**EXTRACT TO READ:**
####
Time complexity: O(2N)
Auxiliary space: O(N)

Efficient Approach: The problem can be solved using memoization based on the following idea:

From the above recursion it can be seen that the approach has some overlapping subproblems. Here each unique state can be represented using two variables – one for the index (say i) and the other for representing if the element is picked or not (say j).

Now, use this memoization in the above recursion to avoid repeated calculation of the same subproblem.

Below is the Implementation of the above approach:

C++




// C++ code to implement the approach
 
#include <bits/stdc++.h>
using namespace std;
 
// dp array to store repeated state
int dp[1000][2];
 
// Function to find the subset
int dfs(int root, map<int, vector<int> >& graph,
        vector<int>& v, int pick, int parent)
{
    int ans = 0;
 
    // Checking overlapping subproblems
    if (dp[root][pick] != -1) {
        return dp[root][pick];
    }
 
    // If it is compulsory to take the current element
    if (pick) {
        ans += v[root];
        for (auto it : graph[root]) {
            if (it != parent) {
                ans += dfs(it, graph, v, 0, root);
            }
        }
        return ans;
    }
 
    // Choice to pick or not pick the element
    else {
 
        int temp = v[root];
        for (auto it : graph[root]) {
            if (it != parent) {
                temp += dfs(it, graph, v, 0, root);
            }
        }
 
        // If we leave the current element
        for (auto it : graph[root]) {
            if (it != parent) {
                ans += dfs(it, graph, v, 1, root);
            }
        }
 
        // ans stores the final ans
        ans = min(ans, temp);
    }
 
    // Store the ans and return the final ans
    return dp[root][pick] = ans;
}
 
// Function to find the minimum sum
int findminSum(int edges[][2], vector<int>& v, int N)
{
    map<int, vector<int> > graph;
 
    // Forming the tree
    for (int i = 0; i < N - 1; i++) {
        int a = edges[i][1];
        int b = edges[i][0];
        graph[a].push_back(b);
        graph[b].push_back(a);
    }
    // Initialize the dp array
    memset(dp, -1, sizeof(dp));
    int pick = 0;
    int parent = -1;
 
    // Function call
    return dfs(0, graph, v, pick, parent);
}
 
// Driver Code
int main()
####
**PROBLEM A:**
Please retype the entries starting at the line that contains "of the book" and ending at the last line of the entries, with both of those lines included.
The C++ memoization excerpt and the entries are unrelated to each other.
####
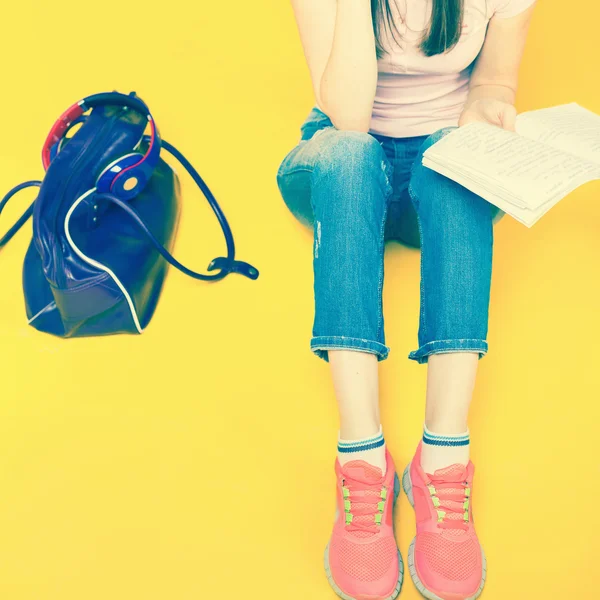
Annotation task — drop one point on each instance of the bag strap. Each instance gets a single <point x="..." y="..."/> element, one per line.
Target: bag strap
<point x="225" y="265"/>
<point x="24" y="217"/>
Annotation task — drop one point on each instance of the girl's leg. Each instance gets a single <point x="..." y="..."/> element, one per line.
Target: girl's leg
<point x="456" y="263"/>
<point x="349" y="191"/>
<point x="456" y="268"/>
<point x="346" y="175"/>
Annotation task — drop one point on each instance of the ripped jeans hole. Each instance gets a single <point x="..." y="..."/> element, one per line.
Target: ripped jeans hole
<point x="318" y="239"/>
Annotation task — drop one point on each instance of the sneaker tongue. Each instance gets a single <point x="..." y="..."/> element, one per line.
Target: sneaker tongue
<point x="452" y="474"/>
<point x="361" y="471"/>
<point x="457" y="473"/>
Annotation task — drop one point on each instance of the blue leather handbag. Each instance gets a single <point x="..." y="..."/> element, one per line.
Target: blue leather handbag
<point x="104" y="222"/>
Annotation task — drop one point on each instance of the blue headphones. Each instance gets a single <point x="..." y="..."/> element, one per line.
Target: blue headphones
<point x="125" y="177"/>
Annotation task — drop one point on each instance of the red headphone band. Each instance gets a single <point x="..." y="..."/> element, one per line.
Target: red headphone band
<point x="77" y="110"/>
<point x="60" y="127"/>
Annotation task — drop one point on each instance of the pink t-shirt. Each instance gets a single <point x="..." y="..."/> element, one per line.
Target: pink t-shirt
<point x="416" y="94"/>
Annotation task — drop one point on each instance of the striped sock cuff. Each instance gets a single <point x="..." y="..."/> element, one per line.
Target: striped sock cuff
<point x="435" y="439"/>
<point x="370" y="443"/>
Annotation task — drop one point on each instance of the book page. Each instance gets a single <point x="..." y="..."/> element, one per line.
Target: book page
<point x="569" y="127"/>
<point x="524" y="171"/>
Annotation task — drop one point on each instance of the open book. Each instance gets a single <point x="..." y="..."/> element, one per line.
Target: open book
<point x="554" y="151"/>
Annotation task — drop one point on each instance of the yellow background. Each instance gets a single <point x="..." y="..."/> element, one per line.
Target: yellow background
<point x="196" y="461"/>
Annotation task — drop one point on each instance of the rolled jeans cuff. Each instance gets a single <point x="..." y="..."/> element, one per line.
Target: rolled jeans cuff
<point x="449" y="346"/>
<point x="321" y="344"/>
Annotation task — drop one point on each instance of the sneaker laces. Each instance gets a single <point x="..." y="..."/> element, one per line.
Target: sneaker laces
####
**PROBLEM B:**
Pick up the C++ memoization excerpt after its last line and carry it on.

**EXERCISE RESPONSE A:**
Annotation task — drop one point on each instance of the book page. Each instance gets a single <point x="..." y="..."/> element, one per line.
Target: book page
<point x="569" y="127"/>
<point x="524" y="171"/>
Annotation task — drop one point on each instance of the open book. Each instance gets a single <point x="..." y="..."/> element, one per line.
Target: open book
<point x="554" y="151"/>
Annotation task — drop one point on each instance of the yellow background. Each instance gets a single <point x="..." y="..."/> element, one per line.
Target: yellow background
<point x="196" y="461"/>
Annotation task — drop one point on each instance of the rolled jeans cuff. Each instance gets a single <point x="..." y="..."/> element, one per line.
Target: rolled jeans cuff
<point x="449" y="346"/>
<point x="321" y="344"/>
Annotation task — drop one point on each instance of the sneaker laces. Each instance gets a single <point x="..." y="..."/> element, one per line.
Target: sneaker laces

**EXERCISE RESPONSE B:**
{
    // TestCase 1
    int N = 4;
    vector<int> arr = { 3, 4, 20, 14 };
    int edges[][2] = { { 1, 0 }, { 3, 0 }, { 2, 3 } };
    cout << findminSum(edges, arr, N) << endl;
 
    // TestCase 2
    int N2 = 3;
    vector<int> arr2 = { 5, 12, 3 };
    int edges2[][2] = { { 0, 1 }, { 1, 2 } };
    cout << findminSum(edges2, arr2, N2) << endl;
 
    return 0;
}


Java




// Java code to implement the approach
import java.io.*;
import java.util.*;
 
class GFG {
 
    // dp array to store repeated state
    static int[][] dp = new int[1000][2];
 
    // Function to find the subset
    static int dfs(int root,
                   Map<Integer, List<Integer> > graph,
                   List<Integer> v, int pick, int parent)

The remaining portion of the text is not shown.